TASK INPUT —
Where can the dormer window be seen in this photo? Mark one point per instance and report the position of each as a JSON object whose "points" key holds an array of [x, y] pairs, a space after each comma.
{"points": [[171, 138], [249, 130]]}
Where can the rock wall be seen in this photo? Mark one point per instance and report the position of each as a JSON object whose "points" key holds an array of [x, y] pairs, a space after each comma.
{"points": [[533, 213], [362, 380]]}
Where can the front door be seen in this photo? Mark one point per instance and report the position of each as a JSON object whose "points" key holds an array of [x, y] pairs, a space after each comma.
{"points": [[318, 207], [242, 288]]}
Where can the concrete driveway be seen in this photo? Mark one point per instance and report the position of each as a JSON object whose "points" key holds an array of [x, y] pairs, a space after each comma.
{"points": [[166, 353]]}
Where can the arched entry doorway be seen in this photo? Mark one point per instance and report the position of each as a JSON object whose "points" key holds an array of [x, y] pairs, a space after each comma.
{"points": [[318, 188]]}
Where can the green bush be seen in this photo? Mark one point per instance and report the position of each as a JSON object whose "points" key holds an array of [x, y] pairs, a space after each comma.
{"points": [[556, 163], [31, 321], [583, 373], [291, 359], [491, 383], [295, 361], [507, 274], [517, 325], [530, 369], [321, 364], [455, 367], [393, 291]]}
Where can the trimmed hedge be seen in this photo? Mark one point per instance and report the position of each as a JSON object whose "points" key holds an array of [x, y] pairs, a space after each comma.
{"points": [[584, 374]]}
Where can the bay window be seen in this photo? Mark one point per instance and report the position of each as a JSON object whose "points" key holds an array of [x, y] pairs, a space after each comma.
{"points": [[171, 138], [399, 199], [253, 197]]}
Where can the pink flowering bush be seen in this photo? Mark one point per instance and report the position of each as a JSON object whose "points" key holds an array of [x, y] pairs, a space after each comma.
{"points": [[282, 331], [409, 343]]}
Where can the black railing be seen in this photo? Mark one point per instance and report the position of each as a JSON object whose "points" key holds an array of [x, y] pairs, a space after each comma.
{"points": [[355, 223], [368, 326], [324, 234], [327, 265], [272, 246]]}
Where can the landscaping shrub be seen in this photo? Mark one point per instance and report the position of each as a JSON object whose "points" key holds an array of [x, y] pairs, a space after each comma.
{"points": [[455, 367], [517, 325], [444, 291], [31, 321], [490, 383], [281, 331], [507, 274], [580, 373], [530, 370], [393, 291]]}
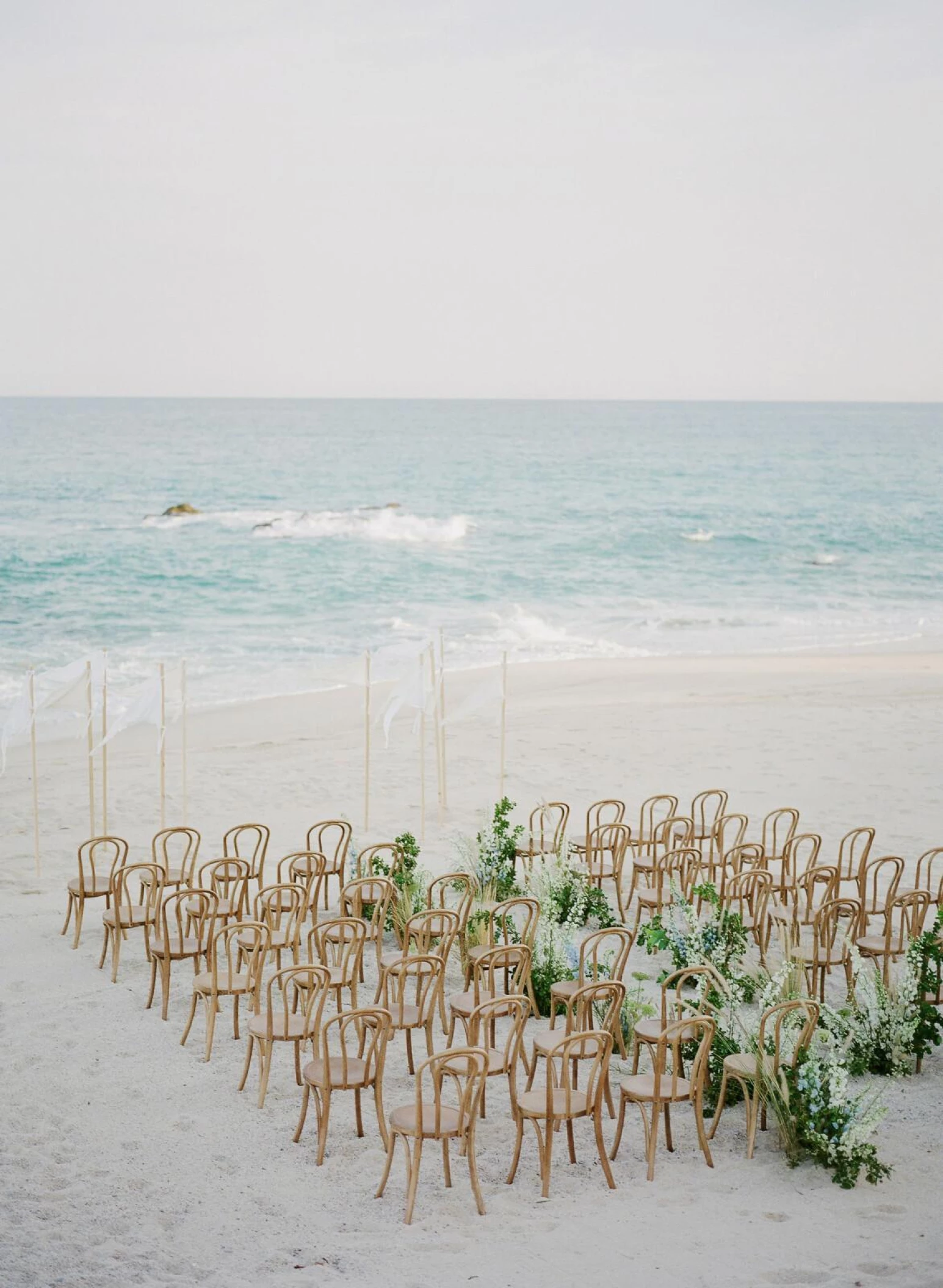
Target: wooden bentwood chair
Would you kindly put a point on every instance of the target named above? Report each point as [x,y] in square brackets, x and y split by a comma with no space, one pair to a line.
[463,1072]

AIM OF THE EXERCISE — The required output is every line of the data above, set down exactly and stripped of pictures.

EXPECTED OUTPUT —
Where can the dormer window be seen in this photo? Mark one point per instance and report the position of each as a JSON object whose "points" key holds an array of [x, y] pairs, a space after each comma.
{"points": [[171, 138], [249, 130]]}
Where can the rock wall be seen in this photo? Mark one point per instance and report the position of each as a JSON object whose "points" key holds an array of [x, y] pairs, a space after each comma.
{"points": [[533, 213], [362, 380]]}
Where can the front door be seen in this photo? Mark one point per instance and report the position of each as a JSON object whose "points" key holds an array of [x, y] pairs, a space after each comma.
{"points": [[318, 207], [242, 288]]}
Where can the concrete driveway be seen in this photo? Mark one point per instance and report the position of each as a JSON object whose "points" key holds an array of [x, y] pairs, a space after each comma.
{"points": [[166, 353]]}
Where can the arched entry doorway be seen in this photo? Mark one point per instance and report the position of each as a JSON object whose "points" key holds an array of [x, y] pairs, a space after each comma.
{"points": [[318, 188]]}
Where can the green bush be seen in this photo? Mark one point per instance and report the position of each as a JSON object whose "points" key holds an array of [x, y] pairs, a space after each comma.
{"points": [[556, 163], [31, 321], [583, 373], [291, 359], [491, 383], [295, 361], [507, 274], [517, 325], [530, 369], [321, 364], [455, 367], [393, 291]]}
Where can the trimmed hedge be seen in this photo? Mark one point per instance and report the position of each as a JSON object whose "points" key holds an array of [x, y] pairs, a space after each comma.
{"points": [[584, 374]]}
Where can the bay window be seen in this photo? Mark one point per instance and report the position of each as a JSON object whose "points" key holds an array of [x, y] pairs, a space after each comma.
{"points": [[171, 138], [399, 199], [253, 197]]}
Where can the pink flowering bush be seen in this photo? Mark one point per instance and report the position of each as a JSON object whose "points" key holds an array of [x, y] pairs, a space after each comma.
{"points": [[282, 331], [409, 343]]}
Where can the black railing be seen in this photo? Mark one point per instance and report the position of each as a JSON object whose "points" key holds an array of [x, y] pairs, a space after each comma.
{"points": [[355, 223], [368, 326], [324, 234], [327, 265], [272, 246]]}
Where can the landscaping shrub be seen in this photo? Mark one point per instance and report the position of each as a JSON object whose "points" key holds an array of [x, y] pairs, a space after each comma.
{"points": [[455, 367], [517, 325], [444, 291], [31, 321], [490, 383], [281, 331], [507, 274], [580, 373], [530, 370], [393, 291]]}
Target: wooden bentwood chair
Would you kindly put a point on every instance of the target named above? Report each point as [x,y] in square brackets, x and y split by a comma with no space, one pair to a line.
[463,1072]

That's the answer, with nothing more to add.